[Records contained in a dataset]
---------------
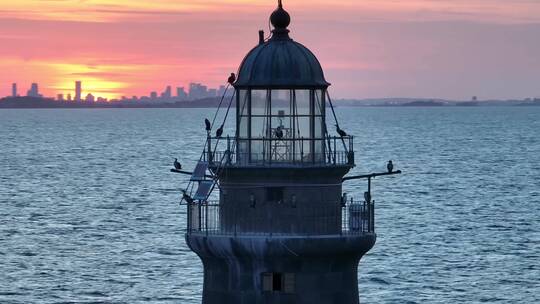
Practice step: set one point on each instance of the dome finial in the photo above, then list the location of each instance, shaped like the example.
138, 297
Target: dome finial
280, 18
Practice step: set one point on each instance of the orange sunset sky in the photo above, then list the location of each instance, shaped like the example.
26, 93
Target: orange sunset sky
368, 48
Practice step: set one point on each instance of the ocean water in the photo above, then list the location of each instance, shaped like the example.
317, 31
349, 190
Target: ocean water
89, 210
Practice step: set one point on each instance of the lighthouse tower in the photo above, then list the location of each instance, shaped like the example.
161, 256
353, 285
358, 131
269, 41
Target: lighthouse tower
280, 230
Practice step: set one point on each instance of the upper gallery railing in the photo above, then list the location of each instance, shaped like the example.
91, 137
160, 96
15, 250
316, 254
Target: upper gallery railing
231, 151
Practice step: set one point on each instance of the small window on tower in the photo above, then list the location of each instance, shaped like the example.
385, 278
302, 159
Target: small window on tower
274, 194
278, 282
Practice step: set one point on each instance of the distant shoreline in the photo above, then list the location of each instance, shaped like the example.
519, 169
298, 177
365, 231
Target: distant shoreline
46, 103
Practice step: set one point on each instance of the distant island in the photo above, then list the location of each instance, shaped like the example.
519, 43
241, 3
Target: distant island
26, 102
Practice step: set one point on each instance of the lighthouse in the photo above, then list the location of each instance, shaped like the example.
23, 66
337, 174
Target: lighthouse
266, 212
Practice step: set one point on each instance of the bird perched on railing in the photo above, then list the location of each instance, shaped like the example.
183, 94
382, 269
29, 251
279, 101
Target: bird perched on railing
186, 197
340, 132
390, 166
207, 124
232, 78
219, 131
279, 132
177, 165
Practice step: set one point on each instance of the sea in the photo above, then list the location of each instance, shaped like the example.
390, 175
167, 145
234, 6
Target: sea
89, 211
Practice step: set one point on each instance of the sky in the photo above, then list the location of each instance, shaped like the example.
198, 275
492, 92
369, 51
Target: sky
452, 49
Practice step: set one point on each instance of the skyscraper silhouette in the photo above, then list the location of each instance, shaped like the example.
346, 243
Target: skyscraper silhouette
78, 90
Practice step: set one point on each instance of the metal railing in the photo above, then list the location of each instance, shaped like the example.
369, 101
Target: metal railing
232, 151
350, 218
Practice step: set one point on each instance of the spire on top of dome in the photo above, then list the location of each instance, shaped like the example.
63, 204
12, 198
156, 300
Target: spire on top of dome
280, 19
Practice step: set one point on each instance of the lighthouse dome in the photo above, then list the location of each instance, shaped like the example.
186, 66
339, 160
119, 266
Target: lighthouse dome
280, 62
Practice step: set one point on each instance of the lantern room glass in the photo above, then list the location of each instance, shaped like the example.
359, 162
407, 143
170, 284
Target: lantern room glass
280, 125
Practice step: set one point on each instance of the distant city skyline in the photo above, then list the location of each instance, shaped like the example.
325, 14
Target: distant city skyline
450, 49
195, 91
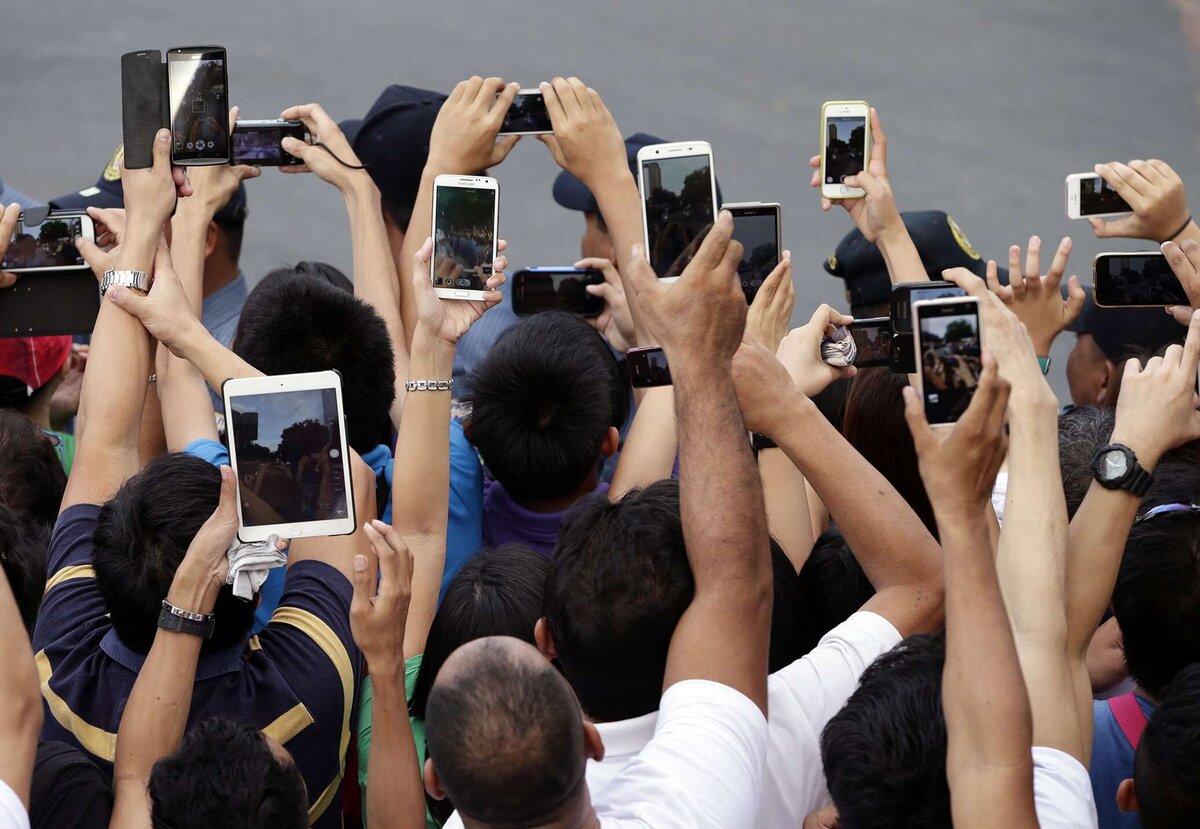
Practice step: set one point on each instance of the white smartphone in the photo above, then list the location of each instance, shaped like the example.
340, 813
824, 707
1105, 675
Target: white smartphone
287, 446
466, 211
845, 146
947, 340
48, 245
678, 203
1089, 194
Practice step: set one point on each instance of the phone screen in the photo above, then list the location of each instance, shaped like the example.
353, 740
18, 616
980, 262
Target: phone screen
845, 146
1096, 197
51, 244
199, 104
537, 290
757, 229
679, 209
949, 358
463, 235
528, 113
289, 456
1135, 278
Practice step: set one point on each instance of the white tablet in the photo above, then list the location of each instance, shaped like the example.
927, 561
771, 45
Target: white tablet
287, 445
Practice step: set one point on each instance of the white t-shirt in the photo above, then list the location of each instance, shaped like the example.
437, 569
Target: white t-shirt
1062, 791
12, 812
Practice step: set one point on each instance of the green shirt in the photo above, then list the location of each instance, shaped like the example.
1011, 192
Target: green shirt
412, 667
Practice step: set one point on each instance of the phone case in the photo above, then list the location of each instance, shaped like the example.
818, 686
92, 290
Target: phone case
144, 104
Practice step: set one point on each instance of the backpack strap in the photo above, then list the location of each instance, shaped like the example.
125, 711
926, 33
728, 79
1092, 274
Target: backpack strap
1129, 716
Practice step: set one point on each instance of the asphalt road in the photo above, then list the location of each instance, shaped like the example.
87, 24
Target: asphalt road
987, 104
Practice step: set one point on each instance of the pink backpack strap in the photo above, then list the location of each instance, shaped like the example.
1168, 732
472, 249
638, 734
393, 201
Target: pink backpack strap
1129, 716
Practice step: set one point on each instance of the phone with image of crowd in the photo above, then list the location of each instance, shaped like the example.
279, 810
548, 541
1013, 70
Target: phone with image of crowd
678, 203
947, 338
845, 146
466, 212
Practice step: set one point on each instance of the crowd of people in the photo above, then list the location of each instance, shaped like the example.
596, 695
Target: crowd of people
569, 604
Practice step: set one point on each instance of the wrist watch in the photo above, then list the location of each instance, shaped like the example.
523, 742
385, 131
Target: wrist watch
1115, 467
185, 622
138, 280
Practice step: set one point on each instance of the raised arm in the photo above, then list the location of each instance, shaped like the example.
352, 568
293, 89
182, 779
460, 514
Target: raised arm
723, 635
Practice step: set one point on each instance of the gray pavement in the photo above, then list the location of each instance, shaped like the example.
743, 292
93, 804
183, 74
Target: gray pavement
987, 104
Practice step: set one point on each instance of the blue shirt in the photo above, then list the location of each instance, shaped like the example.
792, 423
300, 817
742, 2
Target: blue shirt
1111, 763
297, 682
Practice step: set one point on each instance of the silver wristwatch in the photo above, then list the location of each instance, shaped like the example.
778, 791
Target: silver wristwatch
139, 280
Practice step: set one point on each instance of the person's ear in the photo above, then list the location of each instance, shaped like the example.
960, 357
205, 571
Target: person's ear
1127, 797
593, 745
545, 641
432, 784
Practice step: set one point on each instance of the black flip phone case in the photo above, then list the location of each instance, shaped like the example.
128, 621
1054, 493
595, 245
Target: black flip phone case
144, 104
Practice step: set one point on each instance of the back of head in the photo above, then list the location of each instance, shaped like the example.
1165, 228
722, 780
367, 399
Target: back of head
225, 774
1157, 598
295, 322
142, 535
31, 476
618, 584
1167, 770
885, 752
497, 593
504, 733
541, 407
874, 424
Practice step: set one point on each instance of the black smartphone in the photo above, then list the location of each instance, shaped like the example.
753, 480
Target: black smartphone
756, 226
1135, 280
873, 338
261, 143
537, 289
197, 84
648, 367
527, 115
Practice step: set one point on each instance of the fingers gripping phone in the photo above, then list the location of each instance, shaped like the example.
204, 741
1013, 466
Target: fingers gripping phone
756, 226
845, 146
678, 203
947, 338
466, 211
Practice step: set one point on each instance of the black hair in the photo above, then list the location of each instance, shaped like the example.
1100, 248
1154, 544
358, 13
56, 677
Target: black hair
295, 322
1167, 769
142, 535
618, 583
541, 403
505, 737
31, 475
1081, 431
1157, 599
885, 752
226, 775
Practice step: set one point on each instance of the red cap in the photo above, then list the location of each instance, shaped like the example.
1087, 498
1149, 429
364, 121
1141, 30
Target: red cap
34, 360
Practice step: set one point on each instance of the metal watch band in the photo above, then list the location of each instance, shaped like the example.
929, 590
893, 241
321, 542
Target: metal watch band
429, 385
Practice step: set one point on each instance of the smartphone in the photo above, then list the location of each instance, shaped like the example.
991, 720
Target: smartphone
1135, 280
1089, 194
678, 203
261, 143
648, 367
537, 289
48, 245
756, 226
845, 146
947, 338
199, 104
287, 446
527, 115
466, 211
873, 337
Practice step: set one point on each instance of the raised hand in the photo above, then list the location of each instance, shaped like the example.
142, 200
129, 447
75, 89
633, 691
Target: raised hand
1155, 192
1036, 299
---------------
**Assignment:** Drop the images and return the data verbatim.

**Written answer:**
Practice step: set one point on each instance of the dome finial in the photo above, then list the location of each instance, shaped like the example.
138, 297
Target: dome finial
280, 18
Practice step: set one point on each instance of the orange sunset sky in the photo above, then list the location of each instance, shaped like the example.
26, 93
Target: orange sunset sky
368, 48
Practice step: set one point on each instance of the ocean water in the photo above, then list the location of each instance, shaped like the example.
317, 31
349, 190
Target: ocean water
89, 210
Practice step: set one point on each instance of the lighthouse tower in the photo above, then list the location of each instance, shaped like the example.
161, 256
353, 285
358, 131
269, 41
Target: lighthouse tower
280, 230
Practice step: set one point on each instance of the upper gallery railing in the photo above, then list the location of each instance, shaped like the example.
91, 137
160, 96
15, 250
316, 254
Target: upper gallery railing
231, 151
Practice step: set one point on each instance of the small window on tower in the photo above, then list the location of each instance, shaped like the example.
385, 278
302, 159
Target: small window on tower
274, 194
278, 282
Practice step: set one point on each instance of the distant shoreline in the photo above, then list the location of each instance, shaped like the example.
519, 169
298, 177
365, 231
Target: distant shoreline
46, 103
Practice step: set one point on each instance of the distant island in the photo above, then list the location of each instance, shaped like the example.
519, 43
241, 3
Target: distant island
26, 102
Practice step: set one point on each instance of the lighthouse in the photo above, then list the location of each instance, shaped like the example.
23, 66
337, 174
Target: lighthouse
266, 212
Practice step: set one point on each instance of the bird perched on railing in the photo above, then list the location of each instance, shaped like the example.
183, 94
382, 269
29, 251
279, 101
Target: bird perched on railing
186, 197
340, 132
390, 166
207, 124
232, 78
219, 131
279, 132
177, 165
Practice step: set one point on each instance of the sea in the photo above, then list the location of each instance, shaped like the example.
390, 175
167, 145
234, 6
Target: sea
89, 211
Practice step: set one point on each instance of the sky in the photo above, then list the location of each instance, shaped like the example.
198, 275
492, 92
369, 51
Target: sky
452, 49
Practice step: set one point on each instance of the skyscraper silhouette in the photo above, then list the location of each instance, shaped like the example.
346, 243
Target: skyscraper silhouette
78, 90
Practice step: set one point on each instance of the metal railing in the photo above, then list the location of each instance, shaped like the example.
369, 101
Target: metal railing
232, 151
350, 218
Practice step: set one point on each instance of the spire on top of dome in the photo above, then list the location of each instance, shaped like the example.
63, 204
12, 198
156, 300
Target: spire on top of dome
280, 19
Practice step: set one point on each instance of the lighthouse dome in the photo above, then list the location of each instance, shaped like the example.
186, 66
339, 160
119, 266
Target: lighthouse dome
280, 62
Practice step: set one point on each instance of the lantern room glass in the photo above, then list the location of each instance, shaped like the example.
359, 162
407, 143
170, 284
Target: lantern room glass
280, 125
Practice step: set one point on each instance of the distant city skyline in the photo above, then list the location of each instance, shaped like the example.
325, 14
Target: distant city skyline
450, 49
195, 91
Practice step: set one point on each instance of the white smartphone in the photo above, then list the location of each instance, shaped like the example.
340, 813
824, 707
1105, 675
Target: white smartphone
287, 446
466, 211
845, 146
947, 340
48, 245
678, 203
1089, 194
Practice step: set one point on each instance of the phone screen in the photo above, then list the location of each instance, shaped like the example.
353, 740
18, 616
980, 262
Target: phone screen
845, 146
1096, 197
51, 244
199, 104
537, 290
757, 229
679, 209
949, 358
463, 235
528, 113
289, 456
1135, 278
Practice step: set one point on each instance of the white tablet in the photo above, then list the location of each instance, shaped like the example.
927, 561
771, 45
Target: white tablet
287, 445
Practice step: set one point on each instance of the white t-shirt in the photo above, then list the location of each instance, shaped like the example.
437, 569
Target: white t-shirt
1062, 791
12, 812
Practice step: set one point on each instance of the green shirt in the photo above, then list the location of each instance, shaped like the example.
1011, 192
Target: green shirt
412, 667
Practice step: set one point on each instance of the phone case in the photo above, then list the location of each instance, shaped like the example.
818, 686
92, 290
Target: phone case
144, 104
Practice step: set one point on each instance of the backpack strap in the photo above, then list the location of each instance, shaped like the example.
125, 711
926, 33
728, 79
1092, 274
Target: backpack strap
1129, 716
Practice step: set one point on each instance of the asphalt road in the photo above, then list the location of each instance, shaped like the example.
87, 24
Target: asphalt road
987, 104
Practice step: set one point on each instance of the pink backpack strap in the photo above, then list the location of each instance, shaped like the example.
1168, 732
472, 249
638, 734
393, 201
Target: pink backpack strap
1129, 716
Practice step: set one point on each instance of the phone with image of crowd in the photo above, then list the location of each instance, shaped like the example.
279, 810
548, 541
1013, 70
Target: phone with image of crowd
678, 203
947, 338
845, 146
466, 212
Practice step: set one point on each instance of the crowd of people in the photo above, then list the location of each instance, shaped like the example.
596, 695
Target: crowd of people
569, 604
Practice step: set one point on each instance of the wrist watch in the photo above, then list the location of each instance, shaped like the example.
523, 742
385, 131
Target: wrist watch
1115, 467
185, 622
138, 280
Practice step: set one point on each instance of the raised arm in the photo above, then list the location of each instance, shaped like the example.
352, 568
293, 89
182, 779
460, 514
Target: raised arm
723, 635
Practice step: set one point on each instance of the gray pavement in the photo above, then list the location of each instance, shaped like the example.
743, 292
93, 804
183, 74
Target: gray pavement
987, 104
Practice step: set one point on each instance of the blue shirt in the photo above, then list the location of each instance, shaped like the example.
792, 423
300, 817
742, 2
Target: blue shirt
1111, 763
297, 682
Practice step: set one point on each instance of the silver wristwatch in the photo above, then list the location of each instance, shaped like the example.
778, 791
Target: silver wristwatch
139, 280
Practice step: set one point on each instance of the person's ear in the photo above, then list the location of each instance, shaped like the example.
960, 357
205, 571
Target: person's ear
1127, 797
593, 745
545, 641
432, 784
Practice step: set one point on each instance of the black flip phone case in the photo above, then list the location of each instance, shaped like the example.
128, 621
1054, 493
595, 245
Target: black flip phone case
144, 104
Practice step: set one point on each instance of the back of head in the photo above, then list the location of each instance, shaped like the example.
1165, 228
722, 780
367, 399
Target: back of head
225, 774
1157, 598
295, 322
142, 535
31, 476
618, 584
1167, 770
885, 752
497, 593
504, 733
541, 407
874, 424
Practice step: set one point on each instance of the black smartphone in the photo above, then list the location of each instance, shaped like the example.
753, 480
Target: black smartphone
756, 226
1135, 280
873, 338
261, 143
537, 289
197, 84
648, 367
527, 115
Practice step: set one point on each instance of the fingers gripping phone in the photo above, then list the location of each instance, shaped like the example.
204, 741
1013, 466
Target: fingers gripping phone
756, 226
845, 146
678, 203
947, 338
466, 211
Practice step: set one point on each instance of the black hair in the photo above, then list the location of each instance, shaped like the example.
1100, 248
1154, 544
358, 13
56, 677
Target: black hair
295, 322
1167, 769
142, 535
618, 583
541, 403
505, 737
31, 475
1081, 431
1157, 599
885, 752
226, 775
Practice step: set one point on each instance of the red cap in the photo above, then list the location of each instance, shaped like the example.
1087, 498
1149, 429
364, 121
1141, 30
Target: red cap
34, 360
Practice step: set one point on each instance of the metal watch band in the photo above, then list the location of each instance, shaped like the example.
929, 590
893, 241
321, 542
Target: metal watch band
429, 385
Practice step: set one point on each instance of the smartphone in the photo above, then list the location of each instance, shaped like the example.
991, 720
Target: smartphone
1135, 280
1089, 194
678, 203
261, 143
648, 367
537, 289
48, 245
756, 226
845, 146
947, 338
199, 104
287, 446
527, 115
466, 211
873, 337
Practice step: set one point on each instance of the raised hand in the photo above, then list the location of each instance, shaped like the example.
142, 200
129, 447
75, 89
633, 691
Target: raised hand
1155, 192
1036, 299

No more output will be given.